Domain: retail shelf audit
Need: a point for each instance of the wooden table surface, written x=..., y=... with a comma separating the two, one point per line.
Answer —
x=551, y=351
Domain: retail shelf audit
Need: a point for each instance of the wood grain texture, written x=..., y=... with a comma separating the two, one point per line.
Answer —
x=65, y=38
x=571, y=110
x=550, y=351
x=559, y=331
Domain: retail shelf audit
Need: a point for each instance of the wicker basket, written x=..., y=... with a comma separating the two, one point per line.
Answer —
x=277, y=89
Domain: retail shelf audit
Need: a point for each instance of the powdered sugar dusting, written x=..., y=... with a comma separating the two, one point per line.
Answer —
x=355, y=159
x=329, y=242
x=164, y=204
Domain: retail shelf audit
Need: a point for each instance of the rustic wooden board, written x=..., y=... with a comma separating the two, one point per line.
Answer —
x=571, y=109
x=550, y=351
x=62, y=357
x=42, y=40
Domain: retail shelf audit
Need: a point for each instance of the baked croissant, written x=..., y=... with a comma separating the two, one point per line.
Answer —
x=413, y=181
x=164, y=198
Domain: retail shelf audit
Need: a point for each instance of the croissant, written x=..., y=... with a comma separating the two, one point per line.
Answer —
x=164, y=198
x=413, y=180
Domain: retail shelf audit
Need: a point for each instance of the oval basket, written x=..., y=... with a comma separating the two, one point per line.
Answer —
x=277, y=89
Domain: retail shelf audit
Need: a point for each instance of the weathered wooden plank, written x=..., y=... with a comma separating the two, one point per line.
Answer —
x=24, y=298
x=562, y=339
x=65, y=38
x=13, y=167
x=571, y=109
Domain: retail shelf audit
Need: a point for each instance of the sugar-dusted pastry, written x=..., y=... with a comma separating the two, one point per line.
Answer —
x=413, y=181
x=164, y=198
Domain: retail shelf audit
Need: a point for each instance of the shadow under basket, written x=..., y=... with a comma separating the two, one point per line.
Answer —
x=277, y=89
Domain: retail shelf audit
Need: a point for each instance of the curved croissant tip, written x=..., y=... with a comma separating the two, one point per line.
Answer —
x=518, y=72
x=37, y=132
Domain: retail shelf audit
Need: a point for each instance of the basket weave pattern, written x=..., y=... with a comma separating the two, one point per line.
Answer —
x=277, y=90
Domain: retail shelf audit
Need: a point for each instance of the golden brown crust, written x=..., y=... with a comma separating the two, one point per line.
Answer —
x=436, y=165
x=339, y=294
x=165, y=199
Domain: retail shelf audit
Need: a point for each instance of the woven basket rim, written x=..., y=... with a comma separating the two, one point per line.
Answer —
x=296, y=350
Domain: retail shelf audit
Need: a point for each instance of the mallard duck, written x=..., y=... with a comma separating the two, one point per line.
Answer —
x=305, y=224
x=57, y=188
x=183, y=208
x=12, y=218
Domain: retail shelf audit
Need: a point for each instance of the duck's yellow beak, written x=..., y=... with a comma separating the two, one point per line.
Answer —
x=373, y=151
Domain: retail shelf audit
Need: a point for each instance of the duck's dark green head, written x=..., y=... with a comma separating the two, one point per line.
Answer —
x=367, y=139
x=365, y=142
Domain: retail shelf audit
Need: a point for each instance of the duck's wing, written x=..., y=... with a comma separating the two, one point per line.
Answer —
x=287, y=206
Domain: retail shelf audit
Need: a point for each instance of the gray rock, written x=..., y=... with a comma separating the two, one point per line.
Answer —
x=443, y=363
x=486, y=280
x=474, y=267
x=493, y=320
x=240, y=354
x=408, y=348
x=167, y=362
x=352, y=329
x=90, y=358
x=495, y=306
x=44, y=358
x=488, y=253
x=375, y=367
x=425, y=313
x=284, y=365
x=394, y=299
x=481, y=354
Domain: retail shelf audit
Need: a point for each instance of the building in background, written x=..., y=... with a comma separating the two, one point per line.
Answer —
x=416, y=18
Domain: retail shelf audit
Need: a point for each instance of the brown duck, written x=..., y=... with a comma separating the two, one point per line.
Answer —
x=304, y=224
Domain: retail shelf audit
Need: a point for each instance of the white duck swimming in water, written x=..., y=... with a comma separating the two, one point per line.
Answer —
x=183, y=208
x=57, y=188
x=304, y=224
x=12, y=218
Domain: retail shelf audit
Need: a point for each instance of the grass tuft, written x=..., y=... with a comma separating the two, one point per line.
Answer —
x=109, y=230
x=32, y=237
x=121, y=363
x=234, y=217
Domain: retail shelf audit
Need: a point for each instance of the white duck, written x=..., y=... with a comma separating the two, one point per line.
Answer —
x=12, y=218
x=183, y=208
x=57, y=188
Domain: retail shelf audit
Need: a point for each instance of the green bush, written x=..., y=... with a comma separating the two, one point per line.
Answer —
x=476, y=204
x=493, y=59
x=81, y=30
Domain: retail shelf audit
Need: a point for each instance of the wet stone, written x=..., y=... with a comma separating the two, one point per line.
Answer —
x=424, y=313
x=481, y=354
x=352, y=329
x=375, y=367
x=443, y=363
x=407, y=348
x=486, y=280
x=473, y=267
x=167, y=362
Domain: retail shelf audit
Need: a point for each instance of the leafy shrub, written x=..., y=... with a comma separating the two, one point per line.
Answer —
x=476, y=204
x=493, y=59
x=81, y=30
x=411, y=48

━━━━━━

> _What the task requires_
Could you copy each line in the listing above that includes the word "green"?

> _Answer to the exercise_
Need: a point for each instance of the duck's dark green head, written x=..., y=... with a comma separating the two, one point per line.
Need: a point for each instance of the green bush, written x=..., y=... with a comma separating the two, one point per line.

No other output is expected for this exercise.